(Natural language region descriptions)

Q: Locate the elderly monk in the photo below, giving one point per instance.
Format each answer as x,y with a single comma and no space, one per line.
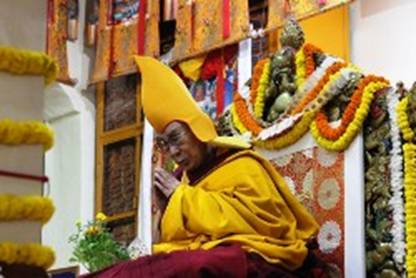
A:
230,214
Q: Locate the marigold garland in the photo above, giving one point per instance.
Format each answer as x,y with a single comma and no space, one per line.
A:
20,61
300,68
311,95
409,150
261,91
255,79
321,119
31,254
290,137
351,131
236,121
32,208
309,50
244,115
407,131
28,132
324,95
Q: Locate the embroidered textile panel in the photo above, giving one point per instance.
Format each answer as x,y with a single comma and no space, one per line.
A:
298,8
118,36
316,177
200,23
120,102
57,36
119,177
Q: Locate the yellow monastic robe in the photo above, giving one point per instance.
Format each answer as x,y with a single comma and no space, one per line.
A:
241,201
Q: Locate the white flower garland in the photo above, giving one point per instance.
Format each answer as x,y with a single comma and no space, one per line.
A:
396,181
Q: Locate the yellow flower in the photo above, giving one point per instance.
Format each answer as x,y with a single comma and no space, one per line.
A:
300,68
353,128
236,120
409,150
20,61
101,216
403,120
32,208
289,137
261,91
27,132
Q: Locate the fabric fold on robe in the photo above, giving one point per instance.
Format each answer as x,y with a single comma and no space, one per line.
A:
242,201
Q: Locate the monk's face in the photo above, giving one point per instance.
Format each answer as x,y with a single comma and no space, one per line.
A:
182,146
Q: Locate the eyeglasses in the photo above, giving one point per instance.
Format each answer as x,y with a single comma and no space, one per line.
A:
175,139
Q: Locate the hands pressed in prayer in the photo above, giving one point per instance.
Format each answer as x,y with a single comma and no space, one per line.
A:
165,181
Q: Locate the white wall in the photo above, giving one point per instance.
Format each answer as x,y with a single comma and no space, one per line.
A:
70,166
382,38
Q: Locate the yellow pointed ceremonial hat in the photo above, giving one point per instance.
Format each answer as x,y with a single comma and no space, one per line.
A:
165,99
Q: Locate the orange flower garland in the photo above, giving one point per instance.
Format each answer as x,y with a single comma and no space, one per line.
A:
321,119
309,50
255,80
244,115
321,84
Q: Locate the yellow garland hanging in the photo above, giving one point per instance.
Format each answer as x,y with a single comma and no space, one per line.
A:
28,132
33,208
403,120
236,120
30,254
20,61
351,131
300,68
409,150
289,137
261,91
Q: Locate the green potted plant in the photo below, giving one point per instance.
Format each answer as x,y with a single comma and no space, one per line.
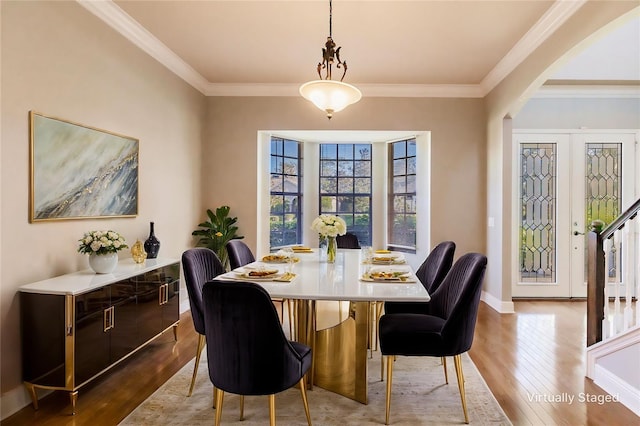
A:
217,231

...

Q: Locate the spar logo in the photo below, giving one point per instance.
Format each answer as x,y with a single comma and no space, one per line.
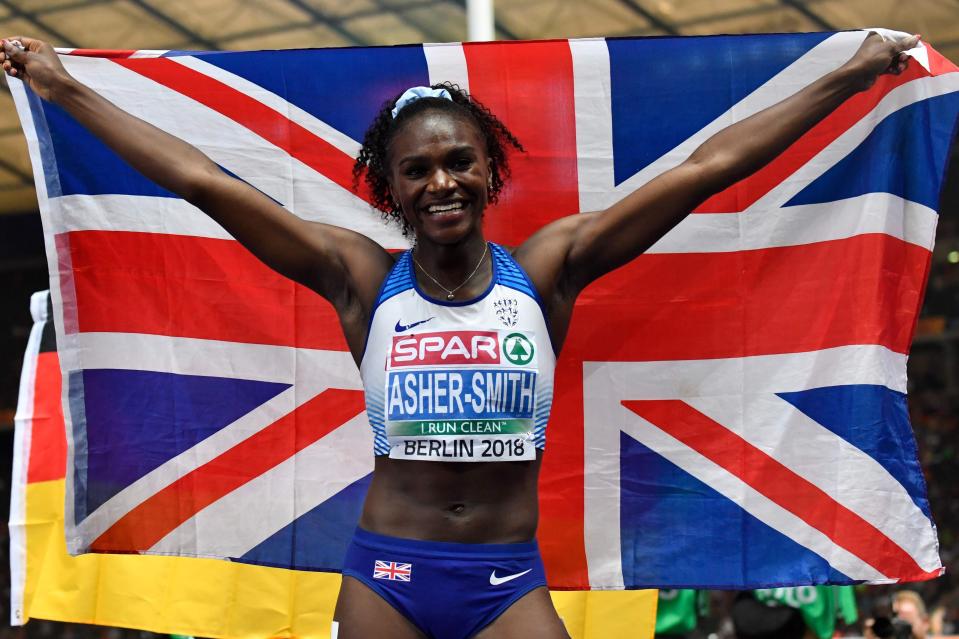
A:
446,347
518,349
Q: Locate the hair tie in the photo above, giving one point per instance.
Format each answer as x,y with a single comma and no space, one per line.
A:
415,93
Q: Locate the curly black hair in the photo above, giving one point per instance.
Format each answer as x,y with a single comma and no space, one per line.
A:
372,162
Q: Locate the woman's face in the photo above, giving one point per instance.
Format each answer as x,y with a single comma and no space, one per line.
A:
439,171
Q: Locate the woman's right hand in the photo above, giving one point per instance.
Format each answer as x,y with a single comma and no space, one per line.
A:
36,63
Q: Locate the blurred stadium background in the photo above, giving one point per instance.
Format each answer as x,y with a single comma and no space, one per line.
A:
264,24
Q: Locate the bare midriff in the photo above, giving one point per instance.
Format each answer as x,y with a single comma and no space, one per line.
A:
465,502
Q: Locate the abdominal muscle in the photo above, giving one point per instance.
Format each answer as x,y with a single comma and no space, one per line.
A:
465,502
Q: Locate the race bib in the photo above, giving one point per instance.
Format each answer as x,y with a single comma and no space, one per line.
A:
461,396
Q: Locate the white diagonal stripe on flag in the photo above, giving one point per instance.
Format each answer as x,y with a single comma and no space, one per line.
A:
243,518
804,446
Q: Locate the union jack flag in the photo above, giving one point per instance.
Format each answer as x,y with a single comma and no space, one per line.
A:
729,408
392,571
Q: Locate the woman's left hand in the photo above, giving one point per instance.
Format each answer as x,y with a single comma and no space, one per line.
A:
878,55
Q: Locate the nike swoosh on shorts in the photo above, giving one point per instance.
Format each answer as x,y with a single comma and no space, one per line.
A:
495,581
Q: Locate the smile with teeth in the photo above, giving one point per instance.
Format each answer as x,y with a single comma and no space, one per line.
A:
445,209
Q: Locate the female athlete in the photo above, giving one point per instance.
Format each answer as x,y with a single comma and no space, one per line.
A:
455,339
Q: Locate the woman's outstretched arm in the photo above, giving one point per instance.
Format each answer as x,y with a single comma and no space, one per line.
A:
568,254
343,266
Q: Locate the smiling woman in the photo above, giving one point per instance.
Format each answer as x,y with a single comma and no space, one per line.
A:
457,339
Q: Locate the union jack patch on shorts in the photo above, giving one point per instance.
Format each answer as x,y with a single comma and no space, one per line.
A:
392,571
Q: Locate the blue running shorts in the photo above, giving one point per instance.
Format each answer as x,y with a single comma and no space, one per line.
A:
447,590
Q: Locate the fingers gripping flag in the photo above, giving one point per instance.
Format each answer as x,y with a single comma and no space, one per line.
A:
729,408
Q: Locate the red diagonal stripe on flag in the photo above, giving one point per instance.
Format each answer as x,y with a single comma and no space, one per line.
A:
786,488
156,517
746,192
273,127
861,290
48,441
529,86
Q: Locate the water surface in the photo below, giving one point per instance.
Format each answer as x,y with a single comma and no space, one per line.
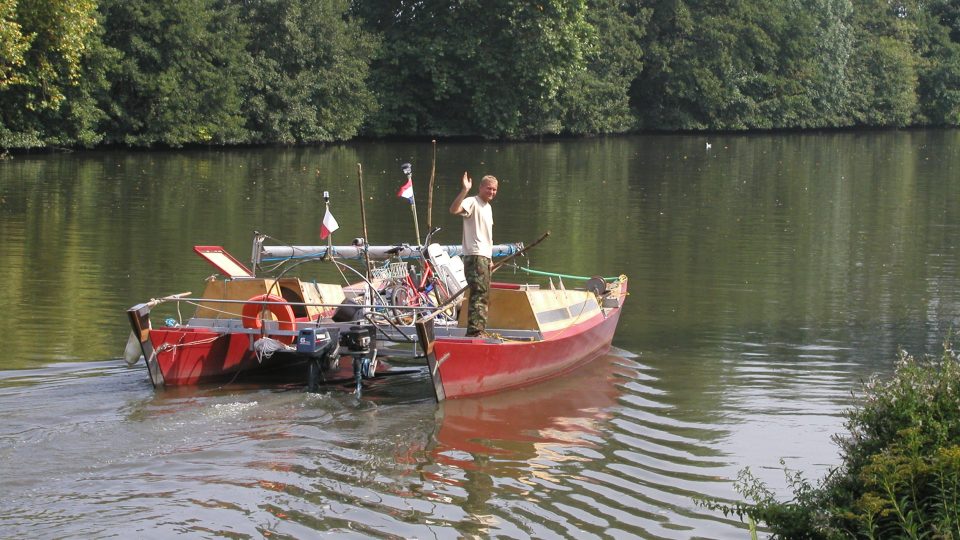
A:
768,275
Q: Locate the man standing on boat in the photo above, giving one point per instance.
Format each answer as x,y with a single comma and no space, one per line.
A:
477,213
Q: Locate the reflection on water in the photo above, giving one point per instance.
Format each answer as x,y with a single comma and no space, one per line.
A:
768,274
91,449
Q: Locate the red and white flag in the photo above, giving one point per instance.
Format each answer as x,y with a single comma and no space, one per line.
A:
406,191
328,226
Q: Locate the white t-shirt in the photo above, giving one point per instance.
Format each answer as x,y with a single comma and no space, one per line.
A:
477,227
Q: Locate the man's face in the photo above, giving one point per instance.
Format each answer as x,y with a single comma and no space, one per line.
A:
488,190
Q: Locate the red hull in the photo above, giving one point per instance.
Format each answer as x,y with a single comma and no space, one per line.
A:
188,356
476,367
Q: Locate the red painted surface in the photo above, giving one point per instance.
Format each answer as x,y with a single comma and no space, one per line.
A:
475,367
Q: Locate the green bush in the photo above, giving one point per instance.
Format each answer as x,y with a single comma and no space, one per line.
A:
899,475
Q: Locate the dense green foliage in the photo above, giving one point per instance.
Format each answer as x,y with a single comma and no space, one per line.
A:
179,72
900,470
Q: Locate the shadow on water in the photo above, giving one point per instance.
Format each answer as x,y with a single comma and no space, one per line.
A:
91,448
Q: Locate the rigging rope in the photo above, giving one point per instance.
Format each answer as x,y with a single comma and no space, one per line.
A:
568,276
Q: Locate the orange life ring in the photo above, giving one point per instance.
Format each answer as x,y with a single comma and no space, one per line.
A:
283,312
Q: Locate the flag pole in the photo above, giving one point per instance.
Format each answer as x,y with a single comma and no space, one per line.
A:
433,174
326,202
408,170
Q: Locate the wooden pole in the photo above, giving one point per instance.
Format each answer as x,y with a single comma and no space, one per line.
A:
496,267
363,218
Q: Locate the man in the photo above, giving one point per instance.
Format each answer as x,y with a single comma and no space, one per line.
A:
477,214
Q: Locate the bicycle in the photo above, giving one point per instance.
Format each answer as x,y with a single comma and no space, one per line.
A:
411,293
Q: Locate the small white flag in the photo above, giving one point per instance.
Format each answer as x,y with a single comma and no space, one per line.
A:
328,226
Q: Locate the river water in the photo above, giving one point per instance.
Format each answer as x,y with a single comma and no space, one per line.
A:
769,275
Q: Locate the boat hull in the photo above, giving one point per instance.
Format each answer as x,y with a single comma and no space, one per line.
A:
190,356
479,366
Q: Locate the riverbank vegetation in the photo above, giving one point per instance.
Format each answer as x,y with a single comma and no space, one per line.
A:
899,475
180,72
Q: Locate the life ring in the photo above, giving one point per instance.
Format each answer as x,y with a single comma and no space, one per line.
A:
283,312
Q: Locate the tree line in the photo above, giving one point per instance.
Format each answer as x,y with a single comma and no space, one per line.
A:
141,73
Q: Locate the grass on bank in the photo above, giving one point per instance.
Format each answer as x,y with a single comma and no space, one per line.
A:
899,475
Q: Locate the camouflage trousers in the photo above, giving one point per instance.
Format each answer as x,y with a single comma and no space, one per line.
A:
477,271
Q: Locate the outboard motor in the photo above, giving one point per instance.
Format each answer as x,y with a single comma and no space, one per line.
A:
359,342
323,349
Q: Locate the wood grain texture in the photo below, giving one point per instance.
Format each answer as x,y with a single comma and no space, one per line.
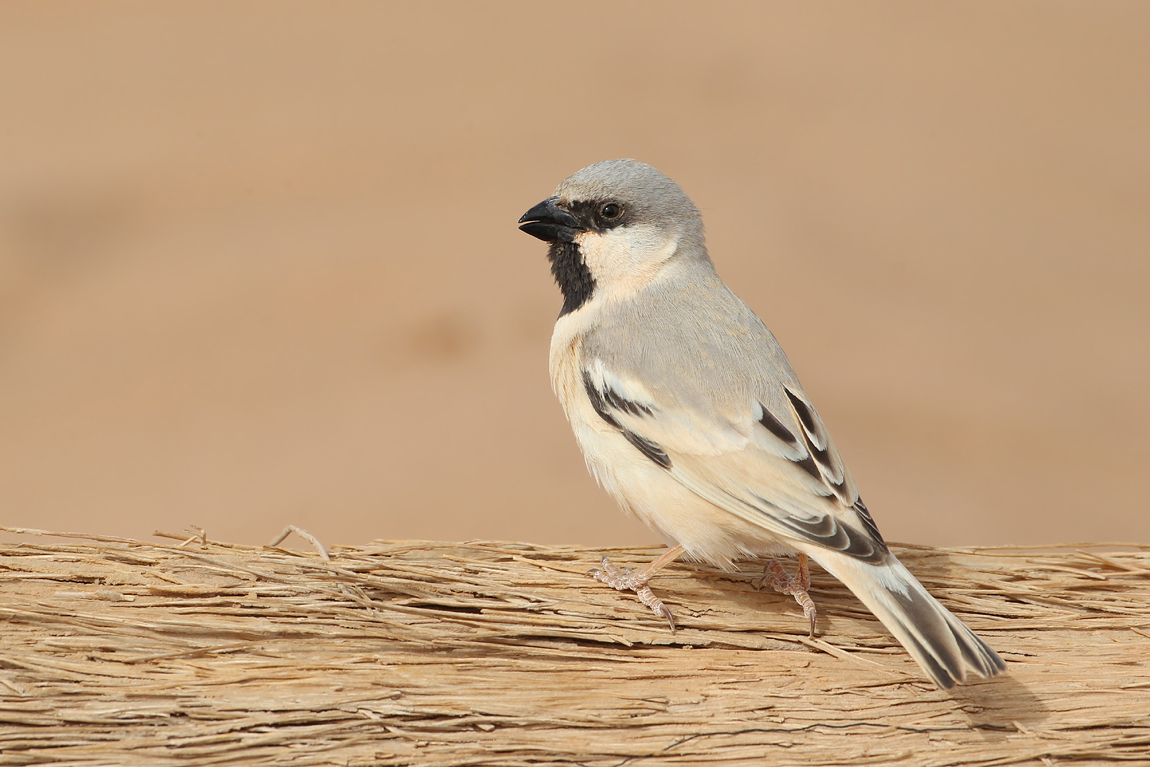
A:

=== WORK REQUEST ===
Tell how many lines in the entries contain the string "white". Give the number and nothing more.

=== RESPONSE ===
6